(Records of object locations)
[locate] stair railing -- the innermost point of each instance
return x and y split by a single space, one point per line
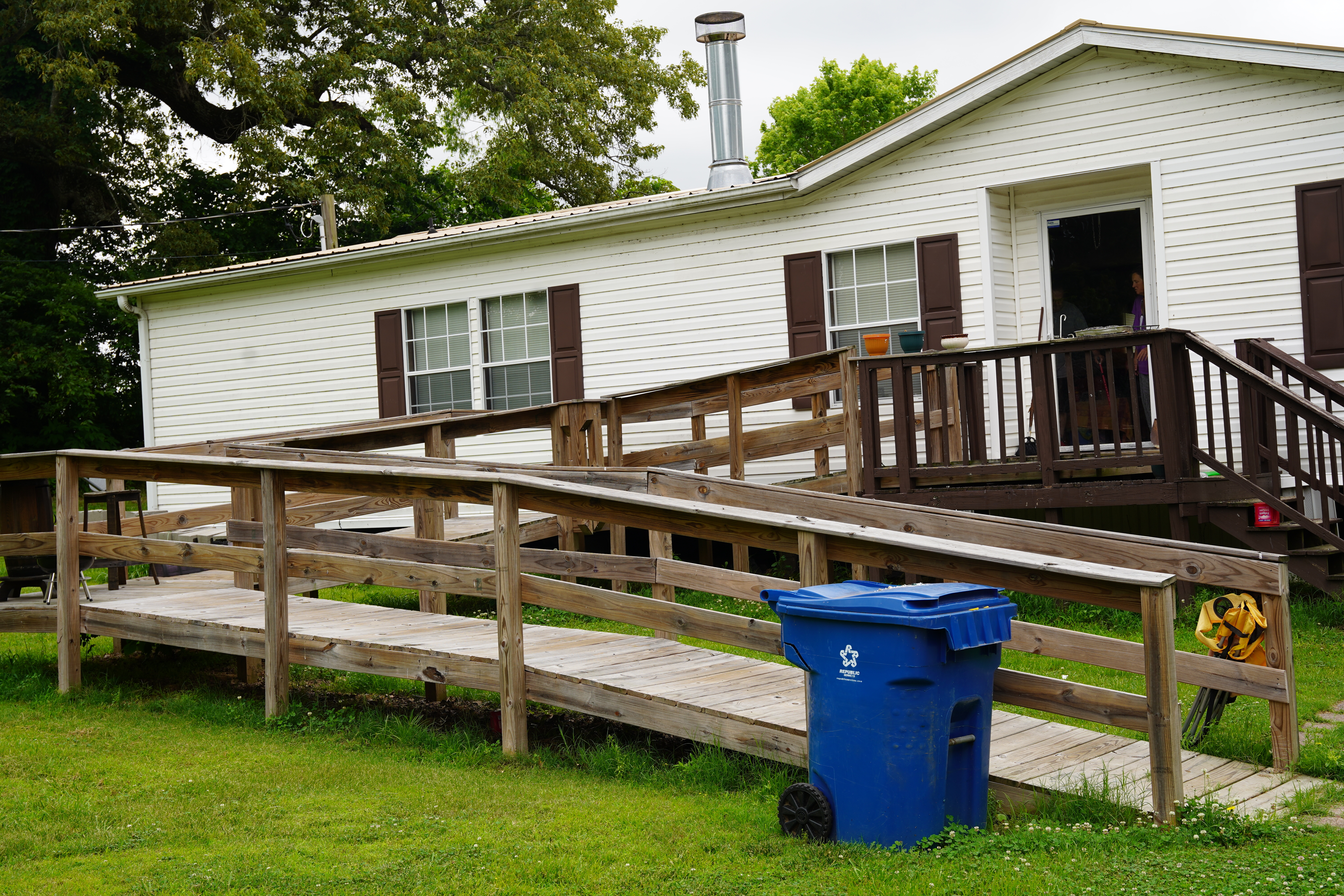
1277 365
1282 440
944 418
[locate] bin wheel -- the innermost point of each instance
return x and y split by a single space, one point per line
806 812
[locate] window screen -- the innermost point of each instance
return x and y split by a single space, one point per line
518 351
439 355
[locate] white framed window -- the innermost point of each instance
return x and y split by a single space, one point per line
439 358
872 291
517 340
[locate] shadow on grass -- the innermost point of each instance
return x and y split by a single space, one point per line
378 713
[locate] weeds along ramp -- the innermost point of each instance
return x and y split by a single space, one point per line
740 703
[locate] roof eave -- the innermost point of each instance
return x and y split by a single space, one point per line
1040 60
505 232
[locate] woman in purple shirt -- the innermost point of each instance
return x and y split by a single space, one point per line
1136 280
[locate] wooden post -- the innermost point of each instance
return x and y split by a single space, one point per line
429 524
822 456
593 426
1181 532
276 585
616 457
814 567
116 575
661 549
329 206
448 449
854 445
68 574
1165 721
509 589
247 504
1279 655
737 459
562 436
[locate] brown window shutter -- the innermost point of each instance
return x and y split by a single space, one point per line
940 288
804 303
566 343
392 375
1320 257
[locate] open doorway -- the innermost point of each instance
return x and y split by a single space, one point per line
1093 257
1096 276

* Set problem *
Quote every record above word for word, leaving out the picture.

* Solution to this problem *
[locate] stair railing -- the innermost point of each instance
return x and y split by a single space, one point per line
1277 365
1282 440
944 418
[locate] bin wheel -- the innermost point of each instance
return x and y split by a single space, one point per line
806 812
[locate] window screen -- the innermost point of each instance
return x and y split by a single space, one point per line
518 351
439 355
[locate] white framed window -- the innermost point of each instance
return x and y split by a single space, one point per line
439 358
872 291
517 340
[locate] shadow on grass -- the innermost point of each instance
return x and y split by a single space, one point per line
378 713
[locate] weeds along ramp -- the innermost point of each instance
return x and y split by a single space, one point per line
740 703
[locate] roof eave -- the innermost point of each instance
return x and y split by a single space, one point per line
1040 60
505 232
[locate] woman in purple shirt -- the innermost point of each instance
return x and y split by a single space, one point per line
1136 280
[locate] wooden post -- the innermost point of each instance
return x and y split by a single space, one point per line
429 524
822 456
593 426
1181 532
276 585
616 457
814 567
116 575
661 549
329 206
448 449
854 445
68 574
1165 721
509 589
247 504
1279 655
737 459
562 436
[locate] brown window shutter -- the innermost point of each instance
return x and y split by a single space, one point per line
940 288
804 303
566 343
392 375
1320 257
[locate] open doorway -- the innermost point of each instance
return x and y split by a single space, one point per line
1093 257
1096 276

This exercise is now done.